- **What you are asked to do**:
Up to and including the line that holds "Target: dark blue ceremonial uniform", print the data exactly from its first line; do not print the pictures.

- **Material supplied**:
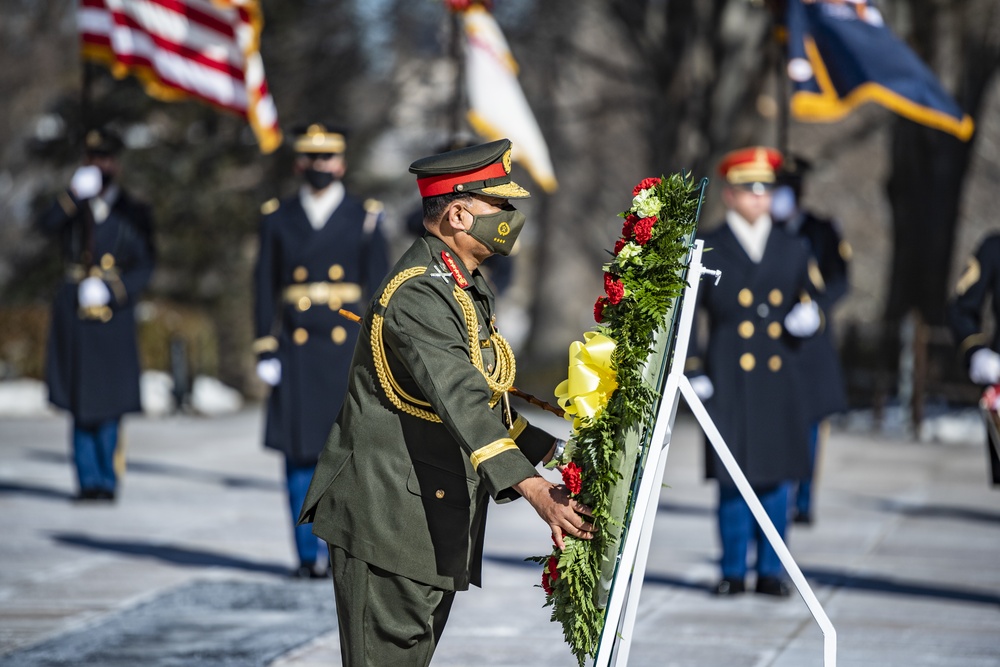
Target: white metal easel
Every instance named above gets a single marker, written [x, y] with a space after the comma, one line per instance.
[619, 624]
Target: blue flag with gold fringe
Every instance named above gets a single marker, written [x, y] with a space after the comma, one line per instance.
[841, 55]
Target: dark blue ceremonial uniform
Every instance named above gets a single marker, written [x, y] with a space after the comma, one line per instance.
[980, 281]
[303, 277]
[92, 357]
[820, 363]
[759, 400]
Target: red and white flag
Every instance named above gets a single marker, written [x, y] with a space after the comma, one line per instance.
[206, 49]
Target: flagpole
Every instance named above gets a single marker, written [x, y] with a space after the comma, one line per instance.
[455, 48]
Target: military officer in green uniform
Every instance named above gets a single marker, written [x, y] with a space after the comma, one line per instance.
[426, 434]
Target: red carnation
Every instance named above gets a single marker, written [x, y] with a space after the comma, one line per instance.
[628, 226]
[614, 289]
[546, 582]
[599, 308]
[571, 478]
[644, 230]
[645, 184]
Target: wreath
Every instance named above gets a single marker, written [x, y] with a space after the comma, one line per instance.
[609, 399]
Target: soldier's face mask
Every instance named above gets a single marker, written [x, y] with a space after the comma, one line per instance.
[497, 231]
[317, 179]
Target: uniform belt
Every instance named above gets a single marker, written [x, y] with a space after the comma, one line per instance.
[331, 294]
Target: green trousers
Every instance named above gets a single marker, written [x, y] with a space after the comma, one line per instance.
[385, 619]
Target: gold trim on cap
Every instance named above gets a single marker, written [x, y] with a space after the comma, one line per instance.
[489, 451]
[318, 140]
[265, 344]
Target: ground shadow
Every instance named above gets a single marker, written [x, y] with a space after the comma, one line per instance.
[168, 554]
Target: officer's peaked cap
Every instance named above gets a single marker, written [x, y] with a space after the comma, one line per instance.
[482, 169]
[319, 138]
[747, 166]
[102, 141]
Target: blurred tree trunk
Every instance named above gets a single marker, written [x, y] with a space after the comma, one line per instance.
[928, 166]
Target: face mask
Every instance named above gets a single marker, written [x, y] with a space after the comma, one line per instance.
[497, 231]
[318, 180]
[783, 203]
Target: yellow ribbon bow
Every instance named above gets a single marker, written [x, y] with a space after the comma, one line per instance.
[591, 378]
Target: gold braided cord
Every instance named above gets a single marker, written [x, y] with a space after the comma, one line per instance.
[403, 401]
[501, 378]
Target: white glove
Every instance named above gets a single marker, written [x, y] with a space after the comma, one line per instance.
[803, 320]
[703, 387]
[984, 366]
[269, 370]
[93, 292]
[86, 182]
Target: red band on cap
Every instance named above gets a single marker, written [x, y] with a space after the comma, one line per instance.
[432, 186]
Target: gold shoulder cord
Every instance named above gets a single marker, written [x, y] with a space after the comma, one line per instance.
[499, 381]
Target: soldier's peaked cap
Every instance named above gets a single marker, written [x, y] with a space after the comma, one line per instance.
[746, 166]
[481, 169]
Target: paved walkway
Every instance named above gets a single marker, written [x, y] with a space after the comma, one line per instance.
[187, 568]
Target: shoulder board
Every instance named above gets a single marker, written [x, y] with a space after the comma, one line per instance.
[270, 206]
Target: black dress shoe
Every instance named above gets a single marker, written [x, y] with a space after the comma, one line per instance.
[775, 586]
[804, 518]
[729, 586]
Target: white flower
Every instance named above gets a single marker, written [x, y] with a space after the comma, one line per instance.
[646, 203]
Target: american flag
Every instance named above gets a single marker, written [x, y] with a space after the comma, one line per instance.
[205, 49]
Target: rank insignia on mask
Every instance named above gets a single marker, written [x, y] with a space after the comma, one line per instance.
[456, 273]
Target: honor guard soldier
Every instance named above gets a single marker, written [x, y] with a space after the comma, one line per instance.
[320, 250]
[757, 316]
[980, 281]
[427, 434]
[819, 363]
[92, 356]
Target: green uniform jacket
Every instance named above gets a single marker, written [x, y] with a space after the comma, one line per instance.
[397, 490]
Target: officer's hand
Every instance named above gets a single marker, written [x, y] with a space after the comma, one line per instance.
[554, 505]
[93, 292]
[984, 366]
[803, 320]
[86, 182]
[703, 387]
[269, 370]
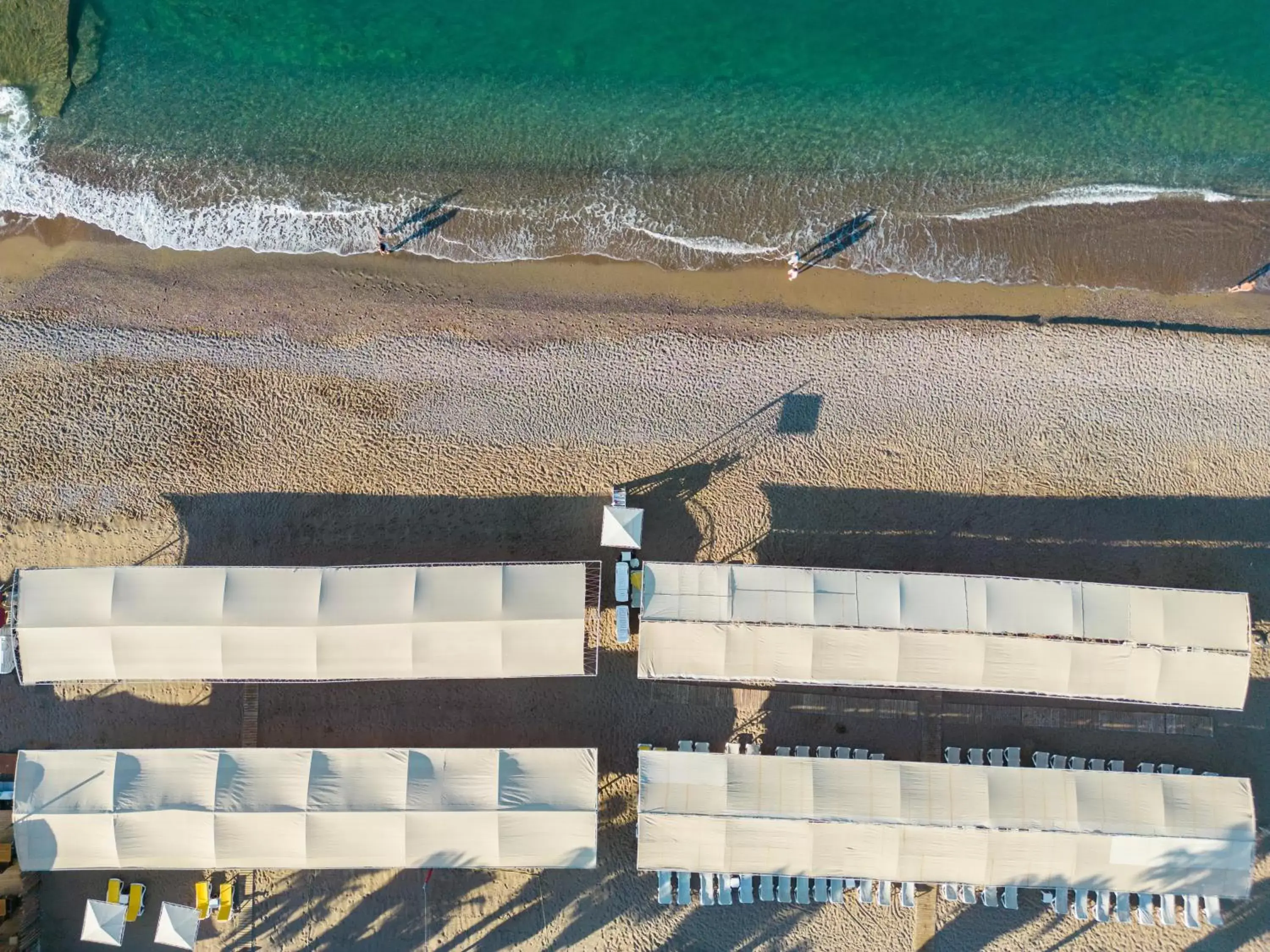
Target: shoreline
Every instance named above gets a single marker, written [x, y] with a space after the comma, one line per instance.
[66, 270]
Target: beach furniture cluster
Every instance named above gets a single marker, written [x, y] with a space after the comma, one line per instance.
[802, 825]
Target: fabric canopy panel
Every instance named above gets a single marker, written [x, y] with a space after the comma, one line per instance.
[818, 626]
[265, 624]
[947, 823]
[305, 809]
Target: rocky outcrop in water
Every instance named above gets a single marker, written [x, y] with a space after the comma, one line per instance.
[37, 52]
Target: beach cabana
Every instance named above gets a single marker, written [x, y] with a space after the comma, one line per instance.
[902, 822]
[512, 620]
[957, 633]
[305, 809]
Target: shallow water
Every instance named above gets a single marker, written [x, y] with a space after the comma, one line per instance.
[997, 139]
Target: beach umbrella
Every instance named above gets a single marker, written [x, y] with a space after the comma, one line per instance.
[103, 923]
[178, 926]
[623, 527]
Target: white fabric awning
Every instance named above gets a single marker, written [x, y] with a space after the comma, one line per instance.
[947, 823]
[266, 624]
[301, 809]
[1067, 639]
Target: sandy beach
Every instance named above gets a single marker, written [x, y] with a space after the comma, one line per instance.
[230, 408]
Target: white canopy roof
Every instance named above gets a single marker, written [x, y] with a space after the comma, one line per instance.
[305, 809]
[945, 823]
[1067, 639]
[103, 923]
[623, 527]
[263, 624]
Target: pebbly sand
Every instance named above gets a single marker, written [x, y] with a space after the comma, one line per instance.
[237, 409]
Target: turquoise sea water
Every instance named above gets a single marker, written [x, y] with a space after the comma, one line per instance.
[687, 134]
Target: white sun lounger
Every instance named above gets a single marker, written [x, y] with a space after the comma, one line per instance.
[1123, 913]
[1213, 909]
[1146, 909]
[1103, 909]
[1190, 912]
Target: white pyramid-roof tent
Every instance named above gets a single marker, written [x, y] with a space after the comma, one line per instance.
[623, 527]
[103, 923]
[178, 926]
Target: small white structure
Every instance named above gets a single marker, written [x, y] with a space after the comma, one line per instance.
[103, 923]
[623, 527]
[178, 926]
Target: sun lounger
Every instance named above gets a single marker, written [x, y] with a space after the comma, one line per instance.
[684, 884]
[136, 903]
[226, 907]
[1190, 912]
[204, 898]
[1146, 909]
[707, 889]
[1213, 909]
[1081, 907]
[1103, 908]
[1123, 913]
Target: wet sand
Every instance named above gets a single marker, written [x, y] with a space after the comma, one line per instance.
[238, 409]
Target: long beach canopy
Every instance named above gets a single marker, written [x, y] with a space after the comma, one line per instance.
[958, 633]
[945, 823]
[256, 809]
[267, 624]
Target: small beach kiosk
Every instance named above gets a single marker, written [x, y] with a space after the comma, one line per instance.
[305, 809]
[507, 620]
[759, 624]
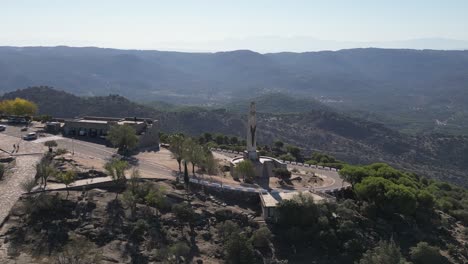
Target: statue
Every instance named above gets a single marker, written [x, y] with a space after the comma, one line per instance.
[251, 133]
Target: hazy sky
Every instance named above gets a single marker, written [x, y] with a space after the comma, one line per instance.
[223, 25]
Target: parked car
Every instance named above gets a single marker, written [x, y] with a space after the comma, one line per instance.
[30, 136]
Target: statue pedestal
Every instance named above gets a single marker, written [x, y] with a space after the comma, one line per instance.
[251, 155]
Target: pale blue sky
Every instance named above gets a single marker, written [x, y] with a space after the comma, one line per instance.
[224, 25]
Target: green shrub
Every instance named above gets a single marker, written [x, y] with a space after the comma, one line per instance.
[423, 253]
[60, 151]
[180, 249]
[261, 237]
[239, 250]
[383, 253]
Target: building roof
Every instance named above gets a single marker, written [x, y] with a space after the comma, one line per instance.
[107, 120]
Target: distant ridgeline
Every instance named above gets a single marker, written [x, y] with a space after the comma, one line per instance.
[348, 139]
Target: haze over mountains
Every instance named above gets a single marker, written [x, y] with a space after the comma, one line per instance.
[411, 90]
[313, 128]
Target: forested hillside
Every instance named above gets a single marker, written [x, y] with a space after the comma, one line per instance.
[350, 139]
[411, 90]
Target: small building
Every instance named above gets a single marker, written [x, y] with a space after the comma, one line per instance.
[271, 200]
[92, 126]
[98, 127]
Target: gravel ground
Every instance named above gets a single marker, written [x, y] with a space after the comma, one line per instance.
[10, 186]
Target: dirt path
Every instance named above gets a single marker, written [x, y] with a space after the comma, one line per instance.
[10, 186]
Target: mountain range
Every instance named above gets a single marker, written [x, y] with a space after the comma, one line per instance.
[413, 91]
[314, 128]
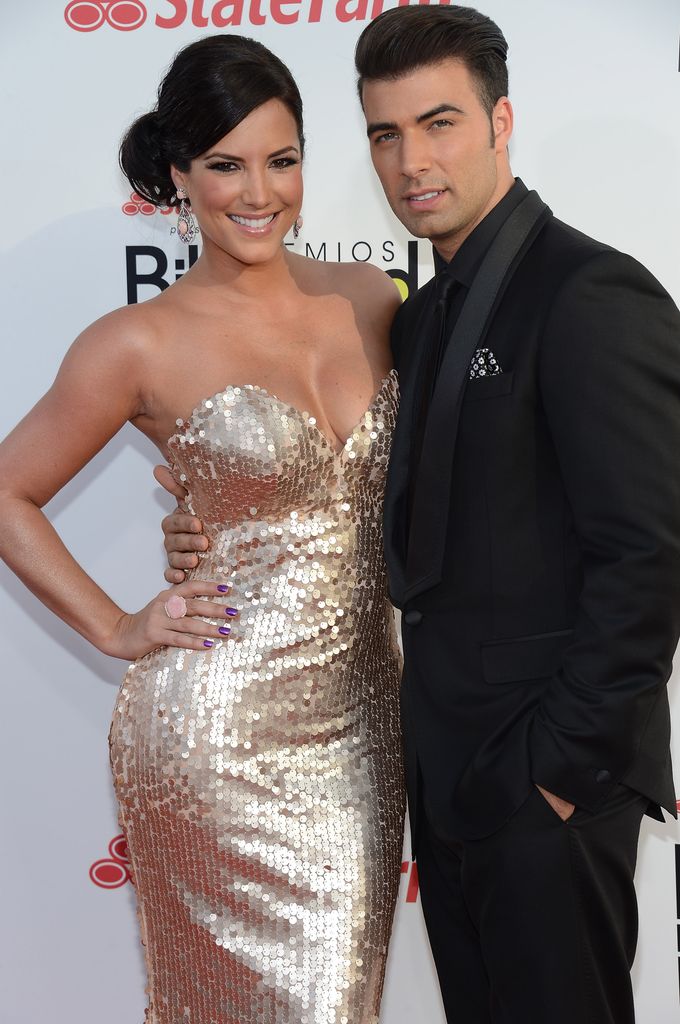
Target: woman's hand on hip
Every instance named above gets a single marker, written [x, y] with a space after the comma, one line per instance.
[174, 619]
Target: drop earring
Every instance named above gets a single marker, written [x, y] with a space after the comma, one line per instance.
[186, 225]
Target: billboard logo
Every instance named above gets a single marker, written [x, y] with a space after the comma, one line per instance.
[411, 869]
[113, 871]
[87, 15]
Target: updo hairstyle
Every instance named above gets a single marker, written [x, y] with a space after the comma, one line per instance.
[211, 86]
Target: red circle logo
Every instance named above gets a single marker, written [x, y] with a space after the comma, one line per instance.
[86, 15]
[113, 871]
[110, 873]
[138, 205]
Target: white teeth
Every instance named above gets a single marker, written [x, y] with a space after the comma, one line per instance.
[252, 221]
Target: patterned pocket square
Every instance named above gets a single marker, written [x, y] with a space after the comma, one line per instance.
[483, 364]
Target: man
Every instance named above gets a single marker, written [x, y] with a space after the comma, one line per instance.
[533, 543]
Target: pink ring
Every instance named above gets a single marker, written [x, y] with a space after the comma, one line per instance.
[175, 606]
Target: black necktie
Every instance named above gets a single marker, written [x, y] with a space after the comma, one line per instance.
[435, 345]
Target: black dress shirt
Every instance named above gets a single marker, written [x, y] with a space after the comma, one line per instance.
[452, 284]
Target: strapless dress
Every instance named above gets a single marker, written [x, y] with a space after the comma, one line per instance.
[260, 781]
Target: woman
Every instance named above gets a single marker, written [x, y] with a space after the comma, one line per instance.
[255, 742]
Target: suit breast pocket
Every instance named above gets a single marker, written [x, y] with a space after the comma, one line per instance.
[524, 658]
[492, 386]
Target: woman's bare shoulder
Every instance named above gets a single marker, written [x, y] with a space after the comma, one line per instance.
[131, 331]
[363, 284]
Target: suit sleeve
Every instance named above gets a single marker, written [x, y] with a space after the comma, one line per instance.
[609, 379]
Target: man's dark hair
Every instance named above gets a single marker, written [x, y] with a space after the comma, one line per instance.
[400, 40]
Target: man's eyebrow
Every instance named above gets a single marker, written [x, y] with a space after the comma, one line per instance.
[380, 126]
[392, 126]
[441, 109]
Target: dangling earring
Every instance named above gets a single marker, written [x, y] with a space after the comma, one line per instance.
[186, 225]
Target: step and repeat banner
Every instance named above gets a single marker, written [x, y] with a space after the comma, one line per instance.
[596, 92]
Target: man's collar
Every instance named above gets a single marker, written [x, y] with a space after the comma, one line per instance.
[465, 262]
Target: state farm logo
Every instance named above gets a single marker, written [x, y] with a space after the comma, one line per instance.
[114, 870]
[137, 204]
[87, 15]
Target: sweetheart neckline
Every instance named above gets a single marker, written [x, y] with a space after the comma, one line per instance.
[307, 418]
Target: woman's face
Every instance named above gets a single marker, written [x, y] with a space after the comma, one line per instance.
[246, 190]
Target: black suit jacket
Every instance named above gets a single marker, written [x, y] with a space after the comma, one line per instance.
[539, 641]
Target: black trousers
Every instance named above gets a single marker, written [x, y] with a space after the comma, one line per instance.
[536, 924]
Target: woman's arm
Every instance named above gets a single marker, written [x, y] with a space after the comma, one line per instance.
[97, 389]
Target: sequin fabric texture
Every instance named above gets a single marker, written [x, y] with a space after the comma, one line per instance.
[260, 781]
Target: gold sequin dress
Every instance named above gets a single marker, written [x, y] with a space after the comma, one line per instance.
[260, 781]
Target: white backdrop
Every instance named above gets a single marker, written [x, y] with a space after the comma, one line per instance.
[596, 90]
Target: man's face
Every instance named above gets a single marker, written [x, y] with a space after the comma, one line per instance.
[440, 162]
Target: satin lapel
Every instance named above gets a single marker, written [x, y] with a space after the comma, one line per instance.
[394, 513]
[430, 512]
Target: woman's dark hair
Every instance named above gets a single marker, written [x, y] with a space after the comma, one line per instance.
[402, 39]
[211, 86]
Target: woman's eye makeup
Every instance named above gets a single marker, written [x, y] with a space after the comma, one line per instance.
[222, 165]
[228, 166]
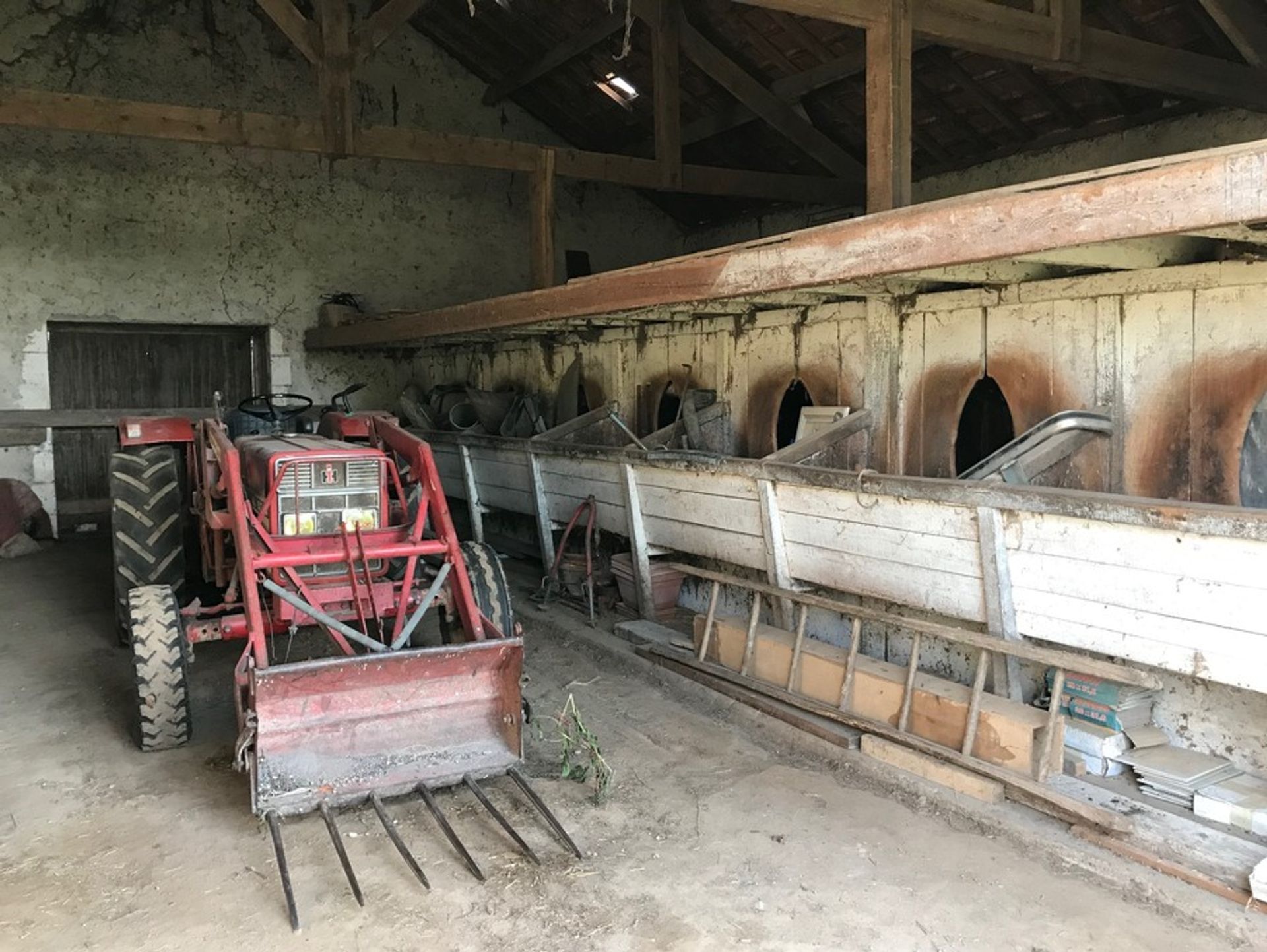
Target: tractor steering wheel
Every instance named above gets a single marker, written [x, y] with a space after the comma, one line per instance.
[264, 406]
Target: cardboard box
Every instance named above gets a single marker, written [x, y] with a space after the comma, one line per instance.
[1009, 733]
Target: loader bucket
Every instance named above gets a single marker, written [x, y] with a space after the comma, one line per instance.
[339, 730]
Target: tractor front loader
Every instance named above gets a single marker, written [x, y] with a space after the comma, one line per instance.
[348, 532]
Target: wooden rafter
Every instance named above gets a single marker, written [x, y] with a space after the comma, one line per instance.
[1245, 24]
[888, 109]
[378, 27]
[566, 52]
[765, 104]
[1008, 33]
[1180, 194]
[302, 32]
[38, 109]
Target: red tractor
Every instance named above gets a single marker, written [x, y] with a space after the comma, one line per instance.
[346, 530]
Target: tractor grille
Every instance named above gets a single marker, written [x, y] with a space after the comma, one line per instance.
[317, 498]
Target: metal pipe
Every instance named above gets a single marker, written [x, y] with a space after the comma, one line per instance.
[422, 607]
[318, 616]
[545, 811]
[326, 814]
[389, 826]
[497, 815]
[283, 870]
[450, 832]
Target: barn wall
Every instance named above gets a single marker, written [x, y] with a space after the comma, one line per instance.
[96, 228]
[1175, 354]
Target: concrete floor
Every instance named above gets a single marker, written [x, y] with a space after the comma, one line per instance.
[721, 831]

- **Response for this exercise**:
Target: white metal easel
Every instance named above gets a single marker, written [x, y] with a space after the comma, one line per instance.
[619, 624]
Target: blue flag with gold fringe
Every instance named above gets a single marker, written [x, y] with a space after the comma, one line per instance.
[841, 55]
Target: dark blue ceremonial uniform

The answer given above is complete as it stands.